─── TEXTO DA PÁGINA ───

Por que precisamos discutir a chamada “integridade da informação”?
Nina Santos* - Traduzido do original em https://www.techpolicy.press/why-do-we-need-to-discuss-sovocation-infor…
O termo “integridade da informação” é cada vez mais empregado, especialmente por organizações internacionais1 e organizações que desenvolvem planos para combater a desinformação e promover a produção e divulgação de informações factuais.2 Agora, o termo também foi adotado pelo governo brasileiro. Em 2023, foram assinados pelo menos quatro instrumentos de cooperação entre o Brasil e outros países que utilizam este termo.3 No contexto da presidência brasileira do G20, essa ideia ganhou ainda mais destaque e norteou ações relacionadas ao combate à desinformação, ao discurso de ódio, à defesa da regulamentação das plataformas digitais e à construção de um espaço digital democrático ou saudável.
No Brasil, o uso do termo parece representar uma tentativa de deslocar o debate sobre o atual ecossistema comunicacional de uma perspectiva negativa de combate a fenômenos negativos – como a desinformação, o discurso de ódio ou as teorias da conspiração – para uma estratégia positiva e objetiva. Além disso, o governo brasileiro tem argumentado que o termo é uma oportunidade para superar conceitos politicamente sensíveis ou insuficientes para lidar com o problema da disseminação de falsidades nas mídias sociais e digitais.

─── MATERIAL EXTRAÍDO ───

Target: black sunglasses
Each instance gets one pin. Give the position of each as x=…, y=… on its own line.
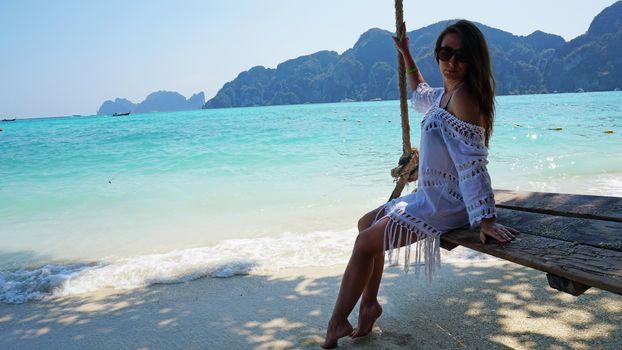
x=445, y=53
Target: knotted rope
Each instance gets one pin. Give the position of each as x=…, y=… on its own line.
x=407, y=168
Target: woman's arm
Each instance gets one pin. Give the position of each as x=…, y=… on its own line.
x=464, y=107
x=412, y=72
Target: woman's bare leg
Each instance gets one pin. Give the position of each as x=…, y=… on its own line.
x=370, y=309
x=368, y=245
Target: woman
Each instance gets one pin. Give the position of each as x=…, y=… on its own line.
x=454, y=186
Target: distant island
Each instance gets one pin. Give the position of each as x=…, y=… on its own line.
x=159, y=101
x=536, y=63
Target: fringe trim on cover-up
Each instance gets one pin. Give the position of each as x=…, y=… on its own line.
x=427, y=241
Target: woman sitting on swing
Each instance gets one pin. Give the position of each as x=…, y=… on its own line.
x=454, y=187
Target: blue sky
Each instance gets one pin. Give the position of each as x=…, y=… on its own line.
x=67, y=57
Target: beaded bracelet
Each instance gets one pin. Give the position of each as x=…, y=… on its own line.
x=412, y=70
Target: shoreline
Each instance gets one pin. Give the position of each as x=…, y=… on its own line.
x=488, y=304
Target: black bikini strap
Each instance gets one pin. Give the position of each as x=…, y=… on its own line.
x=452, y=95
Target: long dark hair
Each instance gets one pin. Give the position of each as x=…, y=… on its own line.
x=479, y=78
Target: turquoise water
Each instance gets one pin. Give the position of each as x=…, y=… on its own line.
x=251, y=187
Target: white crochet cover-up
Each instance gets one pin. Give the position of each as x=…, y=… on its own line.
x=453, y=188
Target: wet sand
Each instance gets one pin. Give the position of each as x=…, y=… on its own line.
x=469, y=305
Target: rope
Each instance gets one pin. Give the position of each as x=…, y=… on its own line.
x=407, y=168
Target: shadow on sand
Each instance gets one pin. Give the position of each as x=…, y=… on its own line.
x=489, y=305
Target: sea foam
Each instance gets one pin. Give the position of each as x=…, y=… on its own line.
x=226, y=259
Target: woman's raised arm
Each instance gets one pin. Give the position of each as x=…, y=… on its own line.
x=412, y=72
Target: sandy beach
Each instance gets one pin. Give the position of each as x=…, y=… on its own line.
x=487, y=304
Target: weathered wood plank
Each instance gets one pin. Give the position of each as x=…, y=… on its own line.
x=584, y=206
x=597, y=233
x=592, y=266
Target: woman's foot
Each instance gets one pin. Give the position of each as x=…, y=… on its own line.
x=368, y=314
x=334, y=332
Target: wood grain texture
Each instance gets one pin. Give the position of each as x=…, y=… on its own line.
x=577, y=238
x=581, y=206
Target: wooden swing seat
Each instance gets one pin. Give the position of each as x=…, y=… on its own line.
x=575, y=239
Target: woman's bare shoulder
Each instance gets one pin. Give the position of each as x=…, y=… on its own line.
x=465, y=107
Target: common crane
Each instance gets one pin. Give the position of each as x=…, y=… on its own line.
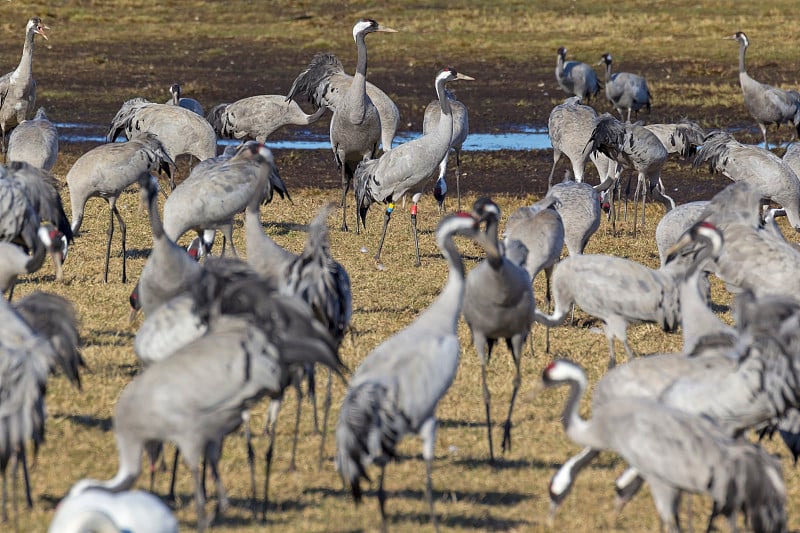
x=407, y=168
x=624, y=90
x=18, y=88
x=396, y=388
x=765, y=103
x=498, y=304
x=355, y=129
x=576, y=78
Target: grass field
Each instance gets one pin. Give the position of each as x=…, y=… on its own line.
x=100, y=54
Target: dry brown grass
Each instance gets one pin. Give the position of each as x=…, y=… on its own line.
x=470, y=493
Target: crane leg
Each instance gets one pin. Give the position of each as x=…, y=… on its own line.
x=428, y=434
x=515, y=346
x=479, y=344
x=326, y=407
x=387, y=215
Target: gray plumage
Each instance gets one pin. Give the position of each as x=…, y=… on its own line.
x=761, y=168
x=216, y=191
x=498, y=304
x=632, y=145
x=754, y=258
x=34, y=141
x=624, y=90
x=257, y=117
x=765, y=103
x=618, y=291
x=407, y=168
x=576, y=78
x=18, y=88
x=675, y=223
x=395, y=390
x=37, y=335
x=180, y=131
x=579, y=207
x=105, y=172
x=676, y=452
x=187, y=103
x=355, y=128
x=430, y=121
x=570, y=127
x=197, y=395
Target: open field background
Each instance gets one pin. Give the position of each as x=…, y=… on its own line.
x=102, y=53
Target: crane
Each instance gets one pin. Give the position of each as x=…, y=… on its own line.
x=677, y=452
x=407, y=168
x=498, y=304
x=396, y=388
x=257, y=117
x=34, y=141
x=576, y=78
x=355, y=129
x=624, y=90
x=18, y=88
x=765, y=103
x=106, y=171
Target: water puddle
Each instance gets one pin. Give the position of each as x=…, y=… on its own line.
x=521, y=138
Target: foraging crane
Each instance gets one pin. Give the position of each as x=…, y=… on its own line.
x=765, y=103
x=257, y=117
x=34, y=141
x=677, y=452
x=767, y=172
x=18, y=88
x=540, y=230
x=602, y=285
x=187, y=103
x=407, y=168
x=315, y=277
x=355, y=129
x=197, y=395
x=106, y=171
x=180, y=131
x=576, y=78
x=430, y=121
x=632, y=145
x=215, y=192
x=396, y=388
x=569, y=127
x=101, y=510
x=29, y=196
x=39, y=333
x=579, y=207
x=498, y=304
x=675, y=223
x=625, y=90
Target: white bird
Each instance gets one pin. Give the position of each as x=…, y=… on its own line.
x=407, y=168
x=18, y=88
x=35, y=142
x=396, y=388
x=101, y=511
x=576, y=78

───

TRABALHO A FAZER
• A. Segundo o texto sobre integridade da informação, quantos instrumentos de cooperação com outros países que utilizam esse termo o Brasil assinou em 2023?
• B. Dê sequência ao texto sobre integridade da informação a partir do ponto em que ele termina.

RESPOSTAS POR TAREFA
• A. Pelo menos quatro.

• B.
Deve-se dizer também que a noção de integridade da informação transmite duas ideias importantes: em primeiro lugar, que é um debate central para as democracias contemporâneas; e segundo, que a normatividade da integridade da informação tem um viés coletivo, segundo o qual o conceito precisa ser abordado.
Tudo isto é certamente muito positivo, mas o fato é que não há – ou há muito pouca – literatura acadêmica não americana sobre a ideia de integridade da informação, o que levanta preocupações sobre preconceitos culturais e dificulta a construção teórica e política do termo. Afinal, o que significa o termo “integridade da informação”? O que é pressuposto nesta ideia e como ela se traduz em outras línguas? Quais são os parâmetros para avaliar se ele se adapta a diferentes contextos? E, acima de tudo, serve os interesses da maioria da população global? A que realmente precisamos estar atentos quando discutimos o cenário atual das comunicações sob uma perspectiva que interessa ao Sul Global?
Reconstituindo a história do termo “integridade da informação”
A expressão “integridade da informação” ganhou recentemente notoriedade global, especialmente desde o Policy Brief 8, publicado pelas Nações Unidas em junho de 2023.4 Neste documento, “integridade da informação” refere-se à “acuidade, consistência e fiabilidade da informação, que é ameaçada pela desinformação e pelo discurso de ódio" (p.5). Também neste documento é apresentada a ideia de “integridade da informação” em oposição à “poluição da informação”.
O Policy Brief 8, que indica a construção de um código de conduta para integridade da informação em plataformas digitais, propõe um “compromisso com a integridade da informação”. De acordo com a ONU, isto implica que "todas as partes interessadas devem abster-se de utilizar, apoiar ou amplificar a desinformação e o discurso de ódio para qualquer fim, incluindo para alcançar objetivos políticos, militares ou outros objetivos estratégicos, incitar à violência, minar processos democráticos ou atingir populações civis, grupos, comunidades ou indivíduos vulneráveis" (p.21).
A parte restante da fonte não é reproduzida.